• [EXERCISE 1]: List the steps, in order, of the technique from the author interview that ended the writer's block.
• [EXERCISE 2]: Return everything in the author interview from "A: Oh – wow" down to "much better now.", copied word for word.

• [DOCUMENT]:
════════

A: When I’m writing the first draft, I try to focus on story rather than audience. Later, in revision, I focus on who I think the story is aimed at so I can tighten the details and make them appropriate to that audience.

Q: Have you ever had writer’s block? If so, how did you overcome it?

A: Yes – more than once. The first time I had writer’s block it was so severe that I would have full-blown anxiety attacks just sitting down at the computer. I had to overcome it because I was in the middle of my MFA program and I was at risk of not graduating. I overcame it by working with a mentor who tricked me into writing. I started by collecting words, then organizing those words into categories, then playing with the words in interesting combinations, then creating sentences from those combinations, then paragraphs, and in time, I was back to writing without the dread and fear that had frozen me. I use this same technique now when I start feeling stuck.

Q: What are your biggest pet peeves about the books you read?

A: Silly and stupid errors. Things like grammatical mistakes that should have been caught by a good editor. Or ridiculous tag lines that need revising. I also get very peeved when a character does something that is totally out of line with the psychological presentation that the author has created.  

Q: In the course of an average week, how much time do you dedicate to writing?

A: It varies a little, but I typically spend at least 12 hours a week with my butt in the chair working on a book. I will spend other time reading, looking through information for a story I’m working on, or doing things related to writing. For example, if I need to find a specific setting for a scene to take place, but I haven’t been there, I’ll find something close to what I need and go for a visit. This counts as working on writing for me.

Q: How has your writing changed since you wrote your first novel?

A: Oh – wow – it’s like I’m a different writer.  I know so much more about the craft now than I did then. I know so much more about all the aspects of story that I had no idea of at the time I started writing my first book.  I still think that first story idea is solid, but the execution is terrible. I often think about rewriting it because it would be so much better now.

Q: When did you first get published, and what was your experience with that? How did it happen?

A: I got started with publishing when I wrote articles for internet companies like CitySearch. It was great experience learning to compress my language and to meet deadlines. My first book publishing experience was when I coauthored a self-help nonfiction book with another author. Seeing my words in print became an instant addiction. That box of books arrived on my door step and I just wanted to have more!

Q: What was your first book signing like?

A: It was thrilling! My publisher paid for me to attend the Book Expo America convention. It was in Washington, DC that year. I got to walk around and learn more about other publishers, see all the books that were coming out, collect tons of free samples! It was heaven. When it came time to sign, I was so nervous, but it was an absolute thrill. It felt like nothing would ever be better! Of course, other book signings have also been thrilling, but that first one was just awesome. Crazy awesome!

Q: As a writer, what do you think your strengths are?

════════

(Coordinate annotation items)
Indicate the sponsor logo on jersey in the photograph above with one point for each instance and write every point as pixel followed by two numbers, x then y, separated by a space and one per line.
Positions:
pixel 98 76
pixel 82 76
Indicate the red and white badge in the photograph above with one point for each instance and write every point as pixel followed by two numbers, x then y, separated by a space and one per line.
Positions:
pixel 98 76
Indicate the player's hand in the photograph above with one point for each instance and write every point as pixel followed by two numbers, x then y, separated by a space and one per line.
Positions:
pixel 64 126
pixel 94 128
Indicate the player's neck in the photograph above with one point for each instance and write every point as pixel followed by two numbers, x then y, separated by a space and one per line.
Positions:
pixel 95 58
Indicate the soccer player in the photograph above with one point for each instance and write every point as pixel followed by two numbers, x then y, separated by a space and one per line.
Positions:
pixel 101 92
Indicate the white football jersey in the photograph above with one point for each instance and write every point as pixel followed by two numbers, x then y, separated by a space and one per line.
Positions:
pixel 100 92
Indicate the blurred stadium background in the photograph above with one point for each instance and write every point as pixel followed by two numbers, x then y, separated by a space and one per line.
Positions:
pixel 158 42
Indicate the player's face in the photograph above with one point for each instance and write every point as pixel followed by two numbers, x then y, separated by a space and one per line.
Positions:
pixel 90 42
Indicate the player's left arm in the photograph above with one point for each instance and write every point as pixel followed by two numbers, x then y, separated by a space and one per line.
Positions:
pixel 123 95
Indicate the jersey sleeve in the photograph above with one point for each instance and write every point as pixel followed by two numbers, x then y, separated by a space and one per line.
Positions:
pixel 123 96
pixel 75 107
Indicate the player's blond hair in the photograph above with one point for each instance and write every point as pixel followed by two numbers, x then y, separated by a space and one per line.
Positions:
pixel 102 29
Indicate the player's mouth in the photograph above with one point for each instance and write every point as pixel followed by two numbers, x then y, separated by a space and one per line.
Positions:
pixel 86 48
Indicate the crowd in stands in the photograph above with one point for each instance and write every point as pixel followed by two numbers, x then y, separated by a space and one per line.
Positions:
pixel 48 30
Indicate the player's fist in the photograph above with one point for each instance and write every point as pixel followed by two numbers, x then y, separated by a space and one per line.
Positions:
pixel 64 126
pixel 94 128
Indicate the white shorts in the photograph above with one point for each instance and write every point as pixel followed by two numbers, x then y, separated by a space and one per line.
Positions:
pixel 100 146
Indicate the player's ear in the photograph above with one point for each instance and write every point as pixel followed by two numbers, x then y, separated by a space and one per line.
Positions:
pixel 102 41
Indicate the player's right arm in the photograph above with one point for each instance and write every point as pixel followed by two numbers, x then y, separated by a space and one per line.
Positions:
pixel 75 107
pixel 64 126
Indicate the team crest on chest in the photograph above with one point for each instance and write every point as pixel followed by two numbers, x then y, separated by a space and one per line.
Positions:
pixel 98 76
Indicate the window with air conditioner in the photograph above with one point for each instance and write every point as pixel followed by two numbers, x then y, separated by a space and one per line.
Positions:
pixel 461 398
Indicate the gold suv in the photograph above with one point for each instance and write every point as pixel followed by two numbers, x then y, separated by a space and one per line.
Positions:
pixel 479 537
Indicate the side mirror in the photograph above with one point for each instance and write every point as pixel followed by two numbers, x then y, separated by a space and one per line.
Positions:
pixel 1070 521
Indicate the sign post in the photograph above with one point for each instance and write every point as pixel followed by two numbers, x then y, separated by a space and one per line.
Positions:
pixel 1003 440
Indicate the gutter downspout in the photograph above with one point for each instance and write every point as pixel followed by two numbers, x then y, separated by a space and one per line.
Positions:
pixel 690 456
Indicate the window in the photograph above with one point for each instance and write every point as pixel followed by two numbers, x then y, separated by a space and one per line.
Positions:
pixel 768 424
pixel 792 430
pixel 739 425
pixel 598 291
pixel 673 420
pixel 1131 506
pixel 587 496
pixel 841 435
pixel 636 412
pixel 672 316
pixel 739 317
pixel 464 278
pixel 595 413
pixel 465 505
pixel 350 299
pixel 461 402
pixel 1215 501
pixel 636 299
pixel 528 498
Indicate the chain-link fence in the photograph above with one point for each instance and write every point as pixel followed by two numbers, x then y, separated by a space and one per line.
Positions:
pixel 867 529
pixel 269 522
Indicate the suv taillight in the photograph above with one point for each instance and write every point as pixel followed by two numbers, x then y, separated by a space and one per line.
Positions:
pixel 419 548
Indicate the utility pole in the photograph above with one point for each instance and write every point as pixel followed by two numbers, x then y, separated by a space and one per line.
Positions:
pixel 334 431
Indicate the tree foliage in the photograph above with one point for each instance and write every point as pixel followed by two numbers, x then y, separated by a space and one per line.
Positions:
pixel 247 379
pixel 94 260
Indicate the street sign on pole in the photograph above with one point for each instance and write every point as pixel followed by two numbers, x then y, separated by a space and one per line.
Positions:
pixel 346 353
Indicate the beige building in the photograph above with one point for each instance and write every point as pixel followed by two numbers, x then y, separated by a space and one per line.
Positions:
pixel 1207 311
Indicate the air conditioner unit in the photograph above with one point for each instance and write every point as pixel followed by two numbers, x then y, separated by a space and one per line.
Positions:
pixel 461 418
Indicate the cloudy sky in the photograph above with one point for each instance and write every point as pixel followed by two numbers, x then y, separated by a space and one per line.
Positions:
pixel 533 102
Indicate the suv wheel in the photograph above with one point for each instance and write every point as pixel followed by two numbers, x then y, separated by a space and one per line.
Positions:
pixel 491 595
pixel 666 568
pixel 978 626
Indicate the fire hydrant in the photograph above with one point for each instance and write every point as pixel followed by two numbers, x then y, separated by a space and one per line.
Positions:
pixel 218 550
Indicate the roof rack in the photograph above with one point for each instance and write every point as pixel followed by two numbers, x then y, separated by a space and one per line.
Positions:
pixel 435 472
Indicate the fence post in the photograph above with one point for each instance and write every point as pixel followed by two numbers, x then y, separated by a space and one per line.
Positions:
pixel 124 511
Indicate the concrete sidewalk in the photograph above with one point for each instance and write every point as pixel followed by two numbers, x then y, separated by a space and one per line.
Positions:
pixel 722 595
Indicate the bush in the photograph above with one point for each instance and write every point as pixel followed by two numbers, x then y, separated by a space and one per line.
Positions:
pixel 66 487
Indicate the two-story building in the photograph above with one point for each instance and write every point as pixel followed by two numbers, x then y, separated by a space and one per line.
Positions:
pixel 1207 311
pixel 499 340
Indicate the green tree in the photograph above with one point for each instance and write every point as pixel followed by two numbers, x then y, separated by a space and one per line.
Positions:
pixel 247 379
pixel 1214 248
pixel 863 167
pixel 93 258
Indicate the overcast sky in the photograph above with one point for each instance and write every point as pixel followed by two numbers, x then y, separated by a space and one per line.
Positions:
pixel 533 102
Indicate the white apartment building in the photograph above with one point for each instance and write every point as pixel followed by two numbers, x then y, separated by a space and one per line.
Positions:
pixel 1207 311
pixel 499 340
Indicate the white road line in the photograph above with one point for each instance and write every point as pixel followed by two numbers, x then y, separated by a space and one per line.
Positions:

════════

• [REPLY 1]:
1. Collecting words
2. Organizing those words into categories
3. Playing with the words in interesting combinations
4. Creating sentences from those combinations
5. Writing paragraphs

• [REPLY 2]:
A: Oh – wow – it’s like I’m a different writer.  I know so much more about the craft now than I did then. I know so much more about all the aspects of story that I had no idea of at the time I started writing my first book.  I still think that first story idea is solid, but the execution is terrible. I often think about rewriting it because it would be so much better now.